[Quoted passage — start]

The Revere Bell in Singapore was a gift by Mrs. Maria Revere Balestier, the daughter of Paul Revere and wife of the first American Consul to Singapore, Joseph Balestier. The only Revere bell outside the United States, it is 81 cm in height and 89 cm in diameter with a clapper underneath. Maria Revere presented the bell to the first Church of St. Andrew in 1843 on condition that it be used to sound a curfew for five minutes at 8:00 pm every night. The curfew bell rang until 1855 when the church was demolished, and was resumed when St. Andrew's Cathedral was constructed in its place in 1861 until it was permanently discontinued in 1874. The bell entered the collection of the Raffles Museum, now the National Museum of Singapore, in 1937. It is regarded as a symbol of friendship between the peoples of Singapore and the United States.

===First bell: New Brick Church===
In 1792, Revere entered the bell founding business when the bell of the New Brick Church, the church he attended, cracked upon relocation. After salvaging about 500 pounds of metal from the old bell and enlisting the help of Aaron Hobart, Revere cast his first bell. The bell did not get the best reviews. Reverend William Bentley remarked that "the sound is not clear and prolonged, from the lips to the crown shrill." Even though the bell did not have a pleasant sound, it was a momentous achievement because it was the first bell cast in Boston, instead of the usual casting in England.

===Largest bell: First Congregational Church===
At 2488 lbs, the bell cast for the First Congregational Church (now the First Unitarian Church) in Providence, Rhode Island was the largest bell cast by the Revere foundry.

===Bell at First Parish===
In 1811, First Parish Church of Needham, Massachusetts bought a bell from Revere that has lasted numerous church renovations, rebuildings and movement to a new location. The bell, which weighs 960 pounds, was bought to mark Needham's first centennial, and rings every Sunday and the past two centennials. The bell was purchased for $407.69 and was rung for the first time in November 15, 1811 marking it as the first church bell rung in Needham. First Parish Church of 1836 as painted by Timothy Newell Smith, Jr. in 1863. The tower was added to accommodate the Revere bell.

[Quoted passage — finish]
[Data extract — start]

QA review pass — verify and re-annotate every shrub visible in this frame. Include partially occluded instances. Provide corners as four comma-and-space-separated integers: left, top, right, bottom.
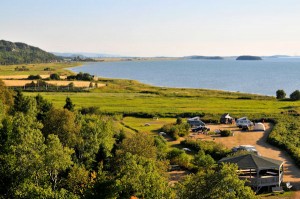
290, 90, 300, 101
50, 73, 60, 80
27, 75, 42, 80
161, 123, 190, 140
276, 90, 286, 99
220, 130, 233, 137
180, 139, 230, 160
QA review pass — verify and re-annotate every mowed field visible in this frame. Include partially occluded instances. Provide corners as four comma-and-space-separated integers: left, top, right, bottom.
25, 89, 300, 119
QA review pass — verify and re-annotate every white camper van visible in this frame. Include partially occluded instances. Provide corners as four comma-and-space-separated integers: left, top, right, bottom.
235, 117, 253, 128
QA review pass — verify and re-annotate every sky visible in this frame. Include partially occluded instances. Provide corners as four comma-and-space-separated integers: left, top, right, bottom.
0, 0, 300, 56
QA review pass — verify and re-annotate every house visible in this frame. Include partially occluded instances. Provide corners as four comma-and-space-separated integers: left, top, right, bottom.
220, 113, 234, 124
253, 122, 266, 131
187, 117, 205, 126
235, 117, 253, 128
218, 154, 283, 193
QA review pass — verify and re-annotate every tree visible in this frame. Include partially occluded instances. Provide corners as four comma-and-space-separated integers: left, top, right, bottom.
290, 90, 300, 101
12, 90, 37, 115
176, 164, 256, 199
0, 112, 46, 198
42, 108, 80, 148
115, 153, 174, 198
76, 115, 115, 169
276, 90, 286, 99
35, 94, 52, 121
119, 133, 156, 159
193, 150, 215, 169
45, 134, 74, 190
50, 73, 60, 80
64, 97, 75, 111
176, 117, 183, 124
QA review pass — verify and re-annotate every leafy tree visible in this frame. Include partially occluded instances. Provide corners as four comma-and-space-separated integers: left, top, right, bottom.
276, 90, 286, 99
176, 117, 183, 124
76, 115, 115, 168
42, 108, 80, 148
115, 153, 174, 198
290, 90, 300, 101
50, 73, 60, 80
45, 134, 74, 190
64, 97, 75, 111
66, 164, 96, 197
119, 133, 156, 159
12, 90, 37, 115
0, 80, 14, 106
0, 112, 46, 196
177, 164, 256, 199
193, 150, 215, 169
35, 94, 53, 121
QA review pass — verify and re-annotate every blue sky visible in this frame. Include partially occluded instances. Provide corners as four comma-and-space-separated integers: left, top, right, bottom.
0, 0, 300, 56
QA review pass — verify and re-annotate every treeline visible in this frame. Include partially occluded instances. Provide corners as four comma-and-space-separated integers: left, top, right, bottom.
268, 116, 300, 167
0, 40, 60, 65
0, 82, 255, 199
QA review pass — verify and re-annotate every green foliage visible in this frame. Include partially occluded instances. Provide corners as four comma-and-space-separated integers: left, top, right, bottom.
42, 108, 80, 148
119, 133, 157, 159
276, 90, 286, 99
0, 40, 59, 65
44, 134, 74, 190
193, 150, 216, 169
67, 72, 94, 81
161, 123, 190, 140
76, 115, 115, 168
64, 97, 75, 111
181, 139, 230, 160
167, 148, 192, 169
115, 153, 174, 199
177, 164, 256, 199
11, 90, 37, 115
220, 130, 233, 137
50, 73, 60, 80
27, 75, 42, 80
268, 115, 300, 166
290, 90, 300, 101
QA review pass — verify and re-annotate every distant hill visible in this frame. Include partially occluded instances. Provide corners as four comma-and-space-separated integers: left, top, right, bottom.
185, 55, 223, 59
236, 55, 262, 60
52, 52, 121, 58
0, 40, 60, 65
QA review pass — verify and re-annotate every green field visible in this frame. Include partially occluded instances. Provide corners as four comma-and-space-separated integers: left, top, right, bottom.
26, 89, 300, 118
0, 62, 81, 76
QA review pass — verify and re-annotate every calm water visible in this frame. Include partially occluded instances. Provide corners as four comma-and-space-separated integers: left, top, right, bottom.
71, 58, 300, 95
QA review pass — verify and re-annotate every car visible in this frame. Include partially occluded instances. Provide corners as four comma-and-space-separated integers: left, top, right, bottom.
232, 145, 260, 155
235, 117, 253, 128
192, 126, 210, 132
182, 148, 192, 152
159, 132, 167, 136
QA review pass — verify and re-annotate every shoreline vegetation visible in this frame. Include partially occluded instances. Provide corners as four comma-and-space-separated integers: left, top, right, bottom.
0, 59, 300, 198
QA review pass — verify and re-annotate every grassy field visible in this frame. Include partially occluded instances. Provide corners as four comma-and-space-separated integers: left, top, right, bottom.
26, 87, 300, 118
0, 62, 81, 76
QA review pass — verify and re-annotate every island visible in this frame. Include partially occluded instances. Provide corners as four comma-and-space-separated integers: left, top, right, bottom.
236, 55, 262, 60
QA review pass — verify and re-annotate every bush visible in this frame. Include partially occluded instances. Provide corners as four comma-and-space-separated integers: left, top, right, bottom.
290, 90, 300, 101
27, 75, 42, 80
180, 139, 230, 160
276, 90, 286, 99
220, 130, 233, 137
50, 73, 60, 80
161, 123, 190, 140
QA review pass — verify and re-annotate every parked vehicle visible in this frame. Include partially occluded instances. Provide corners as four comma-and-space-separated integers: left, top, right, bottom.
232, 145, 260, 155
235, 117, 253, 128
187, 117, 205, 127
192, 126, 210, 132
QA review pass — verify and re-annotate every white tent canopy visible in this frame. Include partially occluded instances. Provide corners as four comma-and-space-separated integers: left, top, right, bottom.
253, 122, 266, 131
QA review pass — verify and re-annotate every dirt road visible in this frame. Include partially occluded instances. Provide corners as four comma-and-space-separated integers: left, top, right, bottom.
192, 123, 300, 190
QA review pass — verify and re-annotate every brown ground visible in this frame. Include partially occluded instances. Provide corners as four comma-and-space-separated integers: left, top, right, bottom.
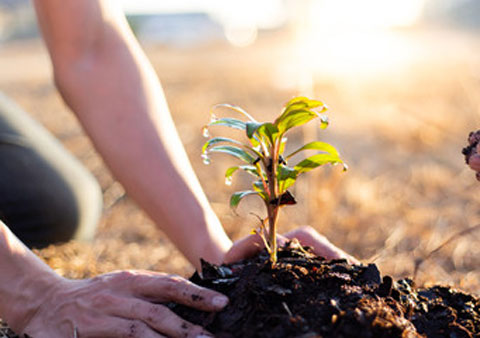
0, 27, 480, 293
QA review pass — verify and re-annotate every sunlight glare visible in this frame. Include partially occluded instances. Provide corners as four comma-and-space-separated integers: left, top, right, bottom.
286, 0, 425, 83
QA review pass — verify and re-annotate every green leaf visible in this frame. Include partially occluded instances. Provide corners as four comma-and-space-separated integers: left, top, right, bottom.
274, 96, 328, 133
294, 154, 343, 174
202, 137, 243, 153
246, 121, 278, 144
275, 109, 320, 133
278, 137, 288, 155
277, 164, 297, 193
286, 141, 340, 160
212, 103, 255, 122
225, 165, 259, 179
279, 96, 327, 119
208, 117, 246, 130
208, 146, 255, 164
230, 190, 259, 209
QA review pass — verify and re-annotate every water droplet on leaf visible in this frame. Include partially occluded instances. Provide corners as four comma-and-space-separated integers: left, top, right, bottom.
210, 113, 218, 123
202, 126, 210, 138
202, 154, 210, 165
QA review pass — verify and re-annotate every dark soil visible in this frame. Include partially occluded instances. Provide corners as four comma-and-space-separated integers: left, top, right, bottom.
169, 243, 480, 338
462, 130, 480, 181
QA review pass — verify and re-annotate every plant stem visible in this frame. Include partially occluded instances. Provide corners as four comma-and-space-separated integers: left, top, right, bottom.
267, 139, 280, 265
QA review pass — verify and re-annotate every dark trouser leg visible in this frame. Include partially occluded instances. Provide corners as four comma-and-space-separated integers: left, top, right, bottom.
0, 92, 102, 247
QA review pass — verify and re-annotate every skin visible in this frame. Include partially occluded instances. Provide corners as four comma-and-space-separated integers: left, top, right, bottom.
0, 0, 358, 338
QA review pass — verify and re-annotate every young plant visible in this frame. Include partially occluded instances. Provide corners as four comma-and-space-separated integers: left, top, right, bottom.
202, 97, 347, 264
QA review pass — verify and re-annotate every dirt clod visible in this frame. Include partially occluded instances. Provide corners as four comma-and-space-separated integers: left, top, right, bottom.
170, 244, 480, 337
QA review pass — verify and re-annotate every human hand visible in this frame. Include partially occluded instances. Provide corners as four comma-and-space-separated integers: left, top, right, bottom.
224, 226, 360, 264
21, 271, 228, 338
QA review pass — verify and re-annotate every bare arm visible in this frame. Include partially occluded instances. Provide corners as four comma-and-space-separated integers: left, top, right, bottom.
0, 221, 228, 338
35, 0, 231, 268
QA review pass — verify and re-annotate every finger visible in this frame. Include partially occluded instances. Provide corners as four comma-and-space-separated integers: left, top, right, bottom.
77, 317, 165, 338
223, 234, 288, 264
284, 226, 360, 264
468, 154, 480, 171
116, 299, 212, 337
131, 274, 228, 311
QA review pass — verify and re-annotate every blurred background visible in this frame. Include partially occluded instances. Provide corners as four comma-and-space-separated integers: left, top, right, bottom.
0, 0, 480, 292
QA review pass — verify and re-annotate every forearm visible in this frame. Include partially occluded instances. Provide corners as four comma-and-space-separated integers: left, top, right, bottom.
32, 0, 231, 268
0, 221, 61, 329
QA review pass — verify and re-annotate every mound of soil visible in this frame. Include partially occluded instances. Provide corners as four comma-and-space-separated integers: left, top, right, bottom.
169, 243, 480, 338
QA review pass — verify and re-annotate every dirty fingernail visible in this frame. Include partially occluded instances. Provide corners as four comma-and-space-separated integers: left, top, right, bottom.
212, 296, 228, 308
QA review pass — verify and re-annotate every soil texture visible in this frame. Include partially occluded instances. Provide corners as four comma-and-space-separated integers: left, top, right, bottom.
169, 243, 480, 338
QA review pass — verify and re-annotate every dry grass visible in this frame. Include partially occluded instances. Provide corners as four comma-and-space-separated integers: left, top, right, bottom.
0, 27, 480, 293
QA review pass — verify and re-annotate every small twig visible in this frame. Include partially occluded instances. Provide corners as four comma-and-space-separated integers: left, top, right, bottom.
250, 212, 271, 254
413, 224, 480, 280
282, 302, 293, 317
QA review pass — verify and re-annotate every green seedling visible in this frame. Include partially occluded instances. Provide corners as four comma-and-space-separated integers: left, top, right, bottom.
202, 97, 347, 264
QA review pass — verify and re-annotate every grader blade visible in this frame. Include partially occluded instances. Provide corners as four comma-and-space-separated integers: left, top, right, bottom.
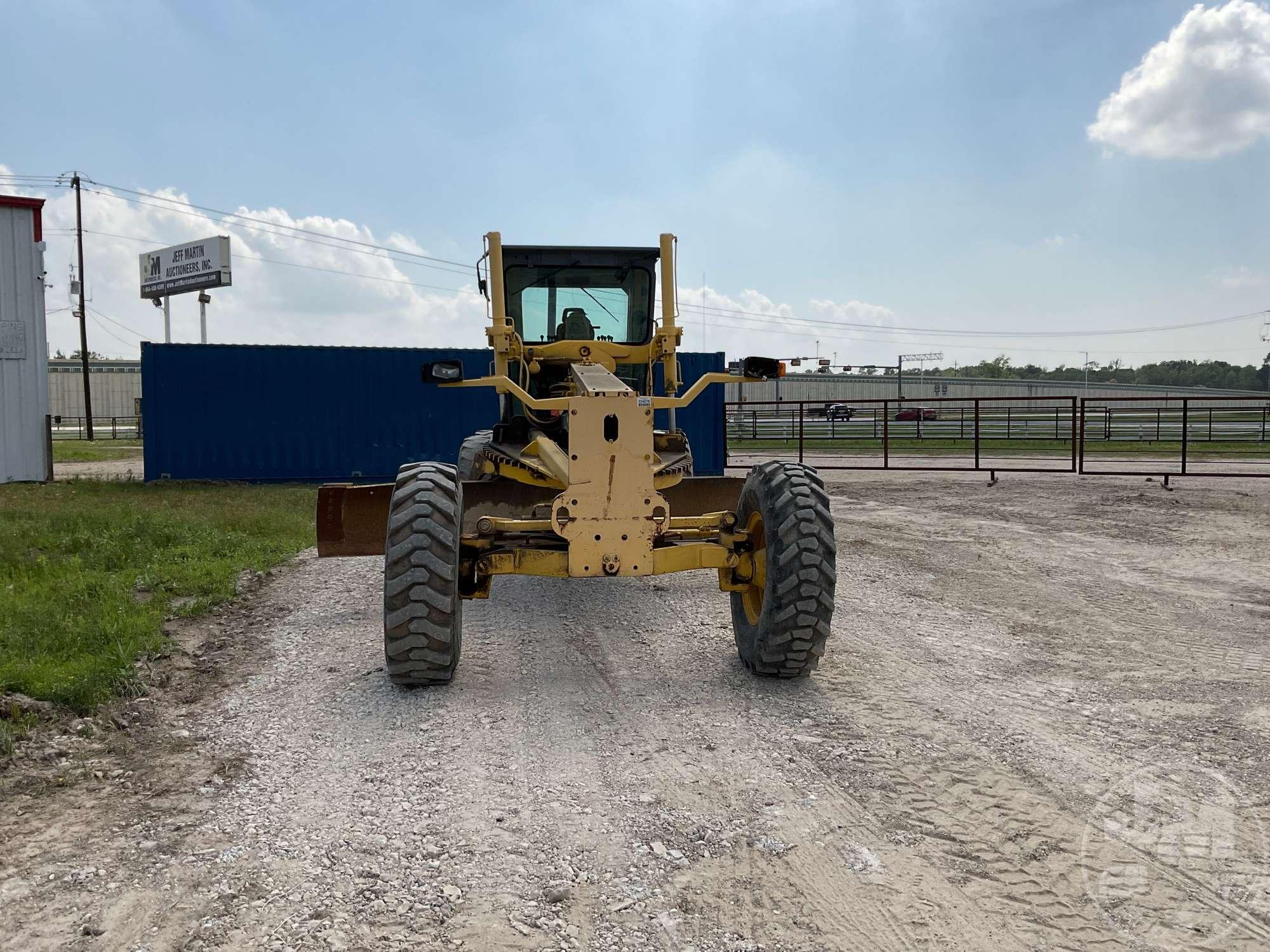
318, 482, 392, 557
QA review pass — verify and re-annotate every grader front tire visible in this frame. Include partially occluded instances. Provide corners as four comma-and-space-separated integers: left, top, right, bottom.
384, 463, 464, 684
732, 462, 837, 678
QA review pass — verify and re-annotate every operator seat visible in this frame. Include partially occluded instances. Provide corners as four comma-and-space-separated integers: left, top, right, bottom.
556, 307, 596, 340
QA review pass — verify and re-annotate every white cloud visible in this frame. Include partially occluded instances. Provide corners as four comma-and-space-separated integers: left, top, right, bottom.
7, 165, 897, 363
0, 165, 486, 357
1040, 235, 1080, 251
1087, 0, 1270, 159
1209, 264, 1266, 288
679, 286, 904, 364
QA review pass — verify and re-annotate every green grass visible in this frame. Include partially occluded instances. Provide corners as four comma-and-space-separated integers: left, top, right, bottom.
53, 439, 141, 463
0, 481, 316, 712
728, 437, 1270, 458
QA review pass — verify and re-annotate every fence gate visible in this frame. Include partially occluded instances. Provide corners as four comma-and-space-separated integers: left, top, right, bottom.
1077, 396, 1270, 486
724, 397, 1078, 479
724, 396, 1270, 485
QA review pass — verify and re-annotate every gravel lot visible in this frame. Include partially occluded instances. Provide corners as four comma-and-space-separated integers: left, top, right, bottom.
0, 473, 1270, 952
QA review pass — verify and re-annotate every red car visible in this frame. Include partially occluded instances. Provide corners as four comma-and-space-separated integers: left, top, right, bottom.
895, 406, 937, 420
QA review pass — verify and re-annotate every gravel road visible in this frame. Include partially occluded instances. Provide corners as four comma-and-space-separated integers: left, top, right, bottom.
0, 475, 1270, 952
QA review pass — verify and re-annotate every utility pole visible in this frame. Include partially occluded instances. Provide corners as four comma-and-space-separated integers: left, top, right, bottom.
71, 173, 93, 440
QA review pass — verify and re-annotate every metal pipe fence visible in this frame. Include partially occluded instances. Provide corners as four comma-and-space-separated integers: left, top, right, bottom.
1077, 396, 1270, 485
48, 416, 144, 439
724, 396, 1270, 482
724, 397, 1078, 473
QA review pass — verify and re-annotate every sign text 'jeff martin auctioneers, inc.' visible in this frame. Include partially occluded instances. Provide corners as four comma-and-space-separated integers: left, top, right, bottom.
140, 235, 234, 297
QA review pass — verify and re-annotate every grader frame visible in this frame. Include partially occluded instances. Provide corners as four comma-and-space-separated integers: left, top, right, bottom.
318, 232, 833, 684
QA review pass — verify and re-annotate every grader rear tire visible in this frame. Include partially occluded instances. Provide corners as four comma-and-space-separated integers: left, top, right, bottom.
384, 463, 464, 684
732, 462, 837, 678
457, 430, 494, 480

[Data extract — finish]

What you need to do: According to the passage on Revere bells, why was Revere's first bell a momentous achievement even though its sound was poor? Answer in one to three sentences. These rows play no part in what is asked here.

Your response: It was the first bell cast in Boston rather than in England, where bells were usually cast. That made it a milestone despite its unpleasant sound.